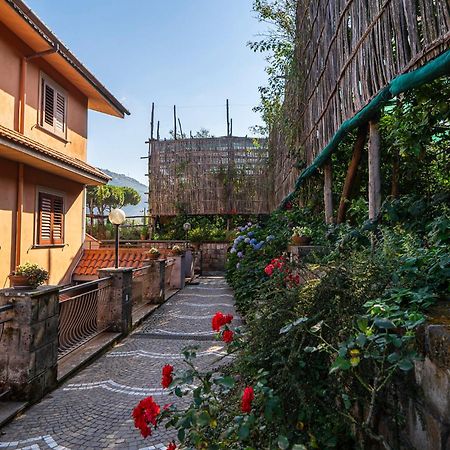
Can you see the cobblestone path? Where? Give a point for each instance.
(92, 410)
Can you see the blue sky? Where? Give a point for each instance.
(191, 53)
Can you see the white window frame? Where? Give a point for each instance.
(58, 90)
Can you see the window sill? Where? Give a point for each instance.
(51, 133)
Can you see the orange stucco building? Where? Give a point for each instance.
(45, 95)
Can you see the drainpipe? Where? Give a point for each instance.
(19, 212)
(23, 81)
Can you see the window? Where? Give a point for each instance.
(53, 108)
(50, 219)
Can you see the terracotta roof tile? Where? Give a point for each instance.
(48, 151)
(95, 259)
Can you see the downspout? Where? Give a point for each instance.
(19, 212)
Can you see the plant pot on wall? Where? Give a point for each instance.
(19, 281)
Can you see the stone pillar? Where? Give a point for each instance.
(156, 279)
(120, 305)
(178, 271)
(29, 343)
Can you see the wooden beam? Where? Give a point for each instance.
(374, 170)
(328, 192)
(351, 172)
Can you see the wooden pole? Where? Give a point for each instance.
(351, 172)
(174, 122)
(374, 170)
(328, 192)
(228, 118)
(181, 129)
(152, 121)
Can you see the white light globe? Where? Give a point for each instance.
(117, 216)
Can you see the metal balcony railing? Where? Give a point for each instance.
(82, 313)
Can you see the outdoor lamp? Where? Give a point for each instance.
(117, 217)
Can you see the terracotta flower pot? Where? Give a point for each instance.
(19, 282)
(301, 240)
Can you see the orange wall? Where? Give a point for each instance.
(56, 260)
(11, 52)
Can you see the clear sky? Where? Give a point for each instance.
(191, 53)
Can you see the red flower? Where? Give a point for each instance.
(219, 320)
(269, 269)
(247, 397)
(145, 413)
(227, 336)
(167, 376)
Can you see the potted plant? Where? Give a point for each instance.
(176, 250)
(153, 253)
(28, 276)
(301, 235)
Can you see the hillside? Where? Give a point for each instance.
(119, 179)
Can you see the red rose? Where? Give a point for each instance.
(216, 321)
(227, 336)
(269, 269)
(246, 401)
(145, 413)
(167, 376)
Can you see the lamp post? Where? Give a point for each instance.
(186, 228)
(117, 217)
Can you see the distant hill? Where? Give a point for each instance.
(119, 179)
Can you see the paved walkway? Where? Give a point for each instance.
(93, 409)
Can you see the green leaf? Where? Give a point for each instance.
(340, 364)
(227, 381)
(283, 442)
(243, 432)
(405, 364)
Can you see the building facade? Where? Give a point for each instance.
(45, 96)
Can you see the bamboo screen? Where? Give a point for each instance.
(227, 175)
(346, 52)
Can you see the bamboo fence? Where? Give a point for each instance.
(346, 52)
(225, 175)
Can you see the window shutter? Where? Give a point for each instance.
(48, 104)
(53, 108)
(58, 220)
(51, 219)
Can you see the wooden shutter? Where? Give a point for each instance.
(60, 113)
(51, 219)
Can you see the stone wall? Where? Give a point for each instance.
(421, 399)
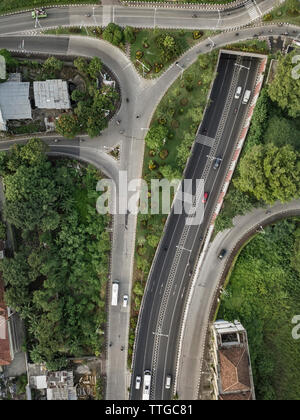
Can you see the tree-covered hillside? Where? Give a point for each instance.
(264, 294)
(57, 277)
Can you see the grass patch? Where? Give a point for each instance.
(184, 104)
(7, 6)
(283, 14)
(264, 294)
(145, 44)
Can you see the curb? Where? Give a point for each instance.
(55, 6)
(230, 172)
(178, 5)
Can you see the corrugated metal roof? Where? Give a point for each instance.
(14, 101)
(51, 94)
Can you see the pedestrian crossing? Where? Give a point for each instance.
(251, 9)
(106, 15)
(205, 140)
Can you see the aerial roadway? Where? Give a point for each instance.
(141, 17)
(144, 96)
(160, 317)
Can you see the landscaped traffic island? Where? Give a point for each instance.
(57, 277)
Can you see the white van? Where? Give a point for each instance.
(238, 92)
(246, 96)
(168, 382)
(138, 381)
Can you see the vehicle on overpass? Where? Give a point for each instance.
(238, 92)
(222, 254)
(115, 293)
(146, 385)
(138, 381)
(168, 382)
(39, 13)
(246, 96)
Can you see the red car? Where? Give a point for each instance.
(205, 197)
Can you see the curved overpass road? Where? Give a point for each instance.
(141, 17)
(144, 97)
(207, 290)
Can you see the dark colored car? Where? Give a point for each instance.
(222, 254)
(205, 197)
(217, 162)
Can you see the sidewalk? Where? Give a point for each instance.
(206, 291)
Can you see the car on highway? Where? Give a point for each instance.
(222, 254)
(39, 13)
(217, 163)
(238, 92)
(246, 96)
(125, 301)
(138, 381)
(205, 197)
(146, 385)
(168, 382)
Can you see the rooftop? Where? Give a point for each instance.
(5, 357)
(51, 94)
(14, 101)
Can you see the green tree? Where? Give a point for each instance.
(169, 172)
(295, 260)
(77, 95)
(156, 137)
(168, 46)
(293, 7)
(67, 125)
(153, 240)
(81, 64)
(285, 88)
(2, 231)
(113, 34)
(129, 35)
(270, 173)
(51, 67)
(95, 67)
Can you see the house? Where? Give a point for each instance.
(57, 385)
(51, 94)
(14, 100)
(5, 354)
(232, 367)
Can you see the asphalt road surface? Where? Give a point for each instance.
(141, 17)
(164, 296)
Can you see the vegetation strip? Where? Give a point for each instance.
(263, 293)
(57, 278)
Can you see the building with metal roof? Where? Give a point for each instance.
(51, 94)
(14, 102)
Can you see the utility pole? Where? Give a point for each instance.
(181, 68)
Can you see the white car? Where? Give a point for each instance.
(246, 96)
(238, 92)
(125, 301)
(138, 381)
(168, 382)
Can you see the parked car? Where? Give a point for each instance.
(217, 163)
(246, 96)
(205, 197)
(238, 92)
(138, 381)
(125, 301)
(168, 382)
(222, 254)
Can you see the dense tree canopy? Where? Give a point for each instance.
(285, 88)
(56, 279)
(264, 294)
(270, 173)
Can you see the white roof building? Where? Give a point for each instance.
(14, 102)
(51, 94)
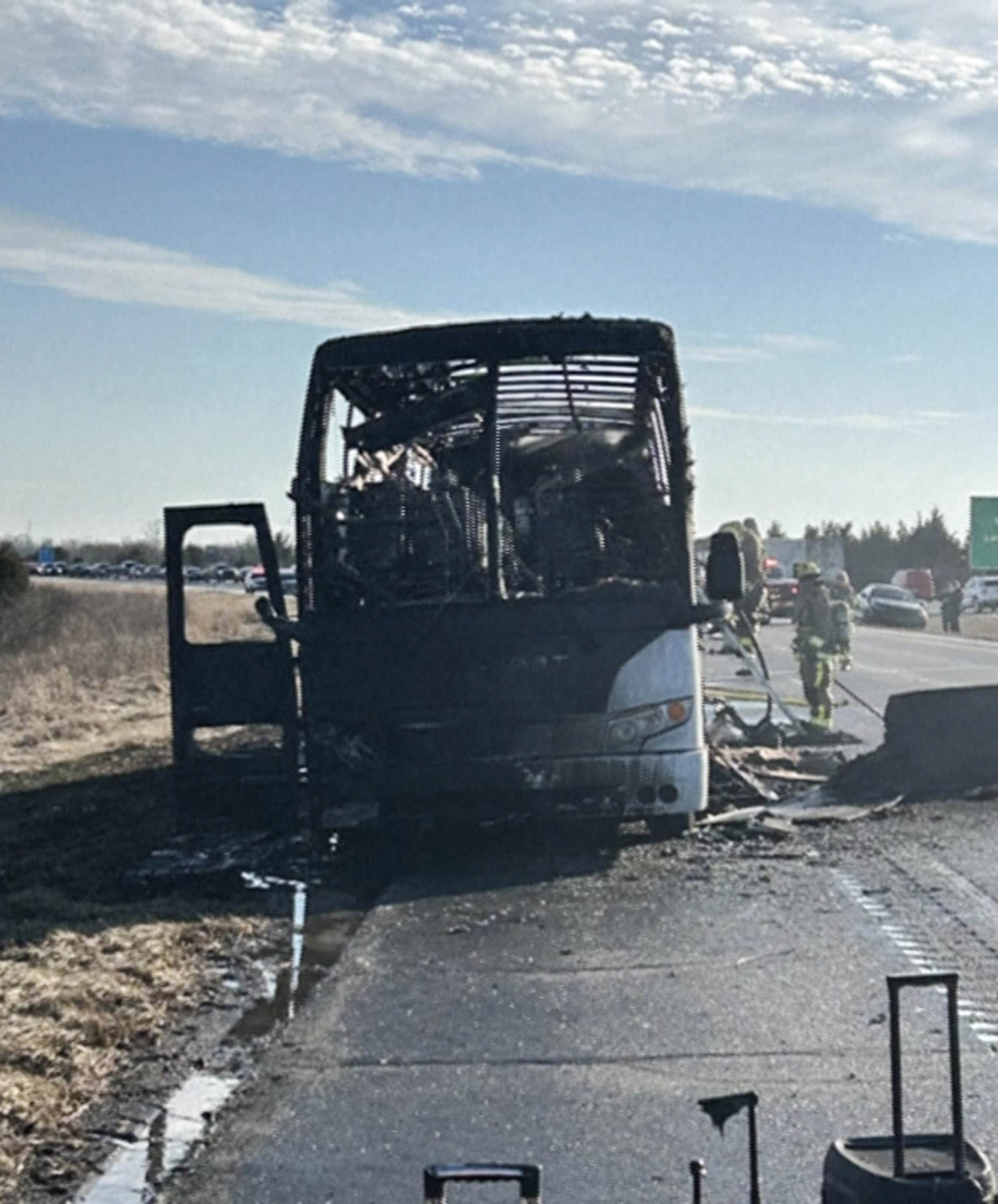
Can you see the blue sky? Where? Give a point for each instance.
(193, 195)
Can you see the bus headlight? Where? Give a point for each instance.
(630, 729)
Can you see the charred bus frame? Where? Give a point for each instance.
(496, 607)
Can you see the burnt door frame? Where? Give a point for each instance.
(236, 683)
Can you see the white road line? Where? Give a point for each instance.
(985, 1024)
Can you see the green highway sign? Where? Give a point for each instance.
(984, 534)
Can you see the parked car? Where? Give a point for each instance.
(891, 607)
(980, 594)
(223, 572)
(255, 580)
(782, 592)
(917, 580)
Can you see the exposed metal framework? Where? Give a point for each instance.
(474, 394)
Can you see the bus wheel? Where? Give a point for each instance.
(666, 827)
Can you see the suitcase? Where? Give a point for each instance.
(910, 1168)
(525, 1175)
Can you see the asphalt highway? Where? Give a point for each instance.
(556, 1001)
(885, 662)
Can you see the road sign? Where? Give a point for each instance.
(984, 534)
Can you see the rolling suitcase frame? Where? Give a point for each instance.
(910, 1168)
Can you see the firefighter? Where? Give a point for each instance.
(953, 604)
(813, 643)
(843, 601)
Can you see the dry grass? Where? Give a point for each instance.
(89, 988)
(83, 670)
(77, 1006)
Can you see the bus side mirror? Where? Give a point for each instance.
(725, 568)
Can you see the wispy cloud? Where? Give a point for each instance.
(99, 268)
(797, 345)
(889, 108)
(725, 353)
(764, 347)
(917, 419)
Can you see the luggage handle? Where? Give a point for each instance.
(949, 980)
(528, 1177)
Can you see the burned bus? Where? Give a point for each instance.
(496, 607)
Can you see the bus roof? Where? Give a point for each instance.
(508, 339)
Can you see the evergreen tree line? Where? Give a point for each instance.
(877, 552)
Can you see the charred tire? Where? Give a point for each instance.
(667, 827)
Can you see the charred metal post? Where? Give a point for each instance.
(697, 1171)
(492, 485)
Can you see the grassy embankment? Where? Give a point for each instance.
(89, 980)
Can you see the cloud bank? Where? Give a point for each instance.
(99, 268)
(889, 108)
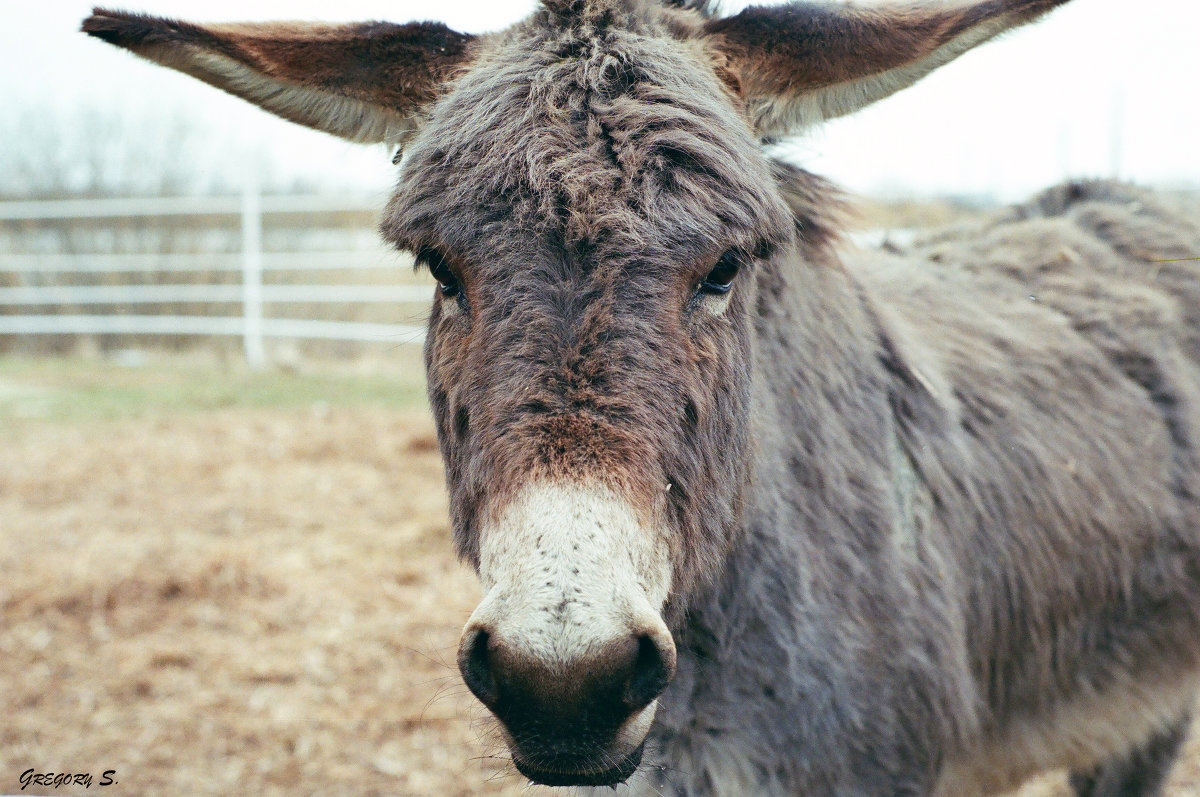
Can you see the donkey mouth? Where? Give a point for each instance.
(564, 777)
---+---
*Given task*: Pictures excluded, copy exactly the lines running from the one with "Can you see the asphalt highway?" through the last line of the material.

*Solution to the exercise*:
Can you see the asphalt highway? Where? Give a point for each instance.
(556, 1001)
(885, 662)
Can you see the road sign? Where? Give a point for each instance.
(984, 534)
Can you see the rolling suitcase frame? Where? Give a point for each instance.
(910, 1168)
Can you see the firefighter? Where? Give a point for each instance.
(953, 604)
(813, 643)
(843, 601)
Can you see the dry grass? Where? Give a point for each instance.
(89, 988)
(83, 670)
(77, 1006)
Can you see the bus side mirror? Where? Give a point for each instance.
(725, 568)
Can you see the wispy cloud? Where? Give a point for each instance.
(99, 268)
(797, 345)
(889, 108)
(725, 353)
(764, 347)
(917, 419)
Can you see the luggage handle? Where? Give a point for each instance.
(949, 980)
(528, 1177)
Can you see the burned bus? Where? Give a point for each instance.
(496, 607)
Can you see the bus roof? Where? Give a point for each instance.
(508, 339)
Can you see the evergreen tree line? Where? Give a point for each instance.
(877, 552)
Can you see the charred tire? Where? Give a point for each instance.
(667, 827)
Can you see the charred metal post? Where? Give a point for each instance.
(697, 1171)
(492, 485)
Can you see the grassy embankment? Where? Give a point for each instance.
(89, 980)
Can you see the cloud bank? Where? Give a point for each instance.
(99, 268)
(889, 108)
Can you see the donkey mouth? Where? Give a point for each instance.
(564, 777)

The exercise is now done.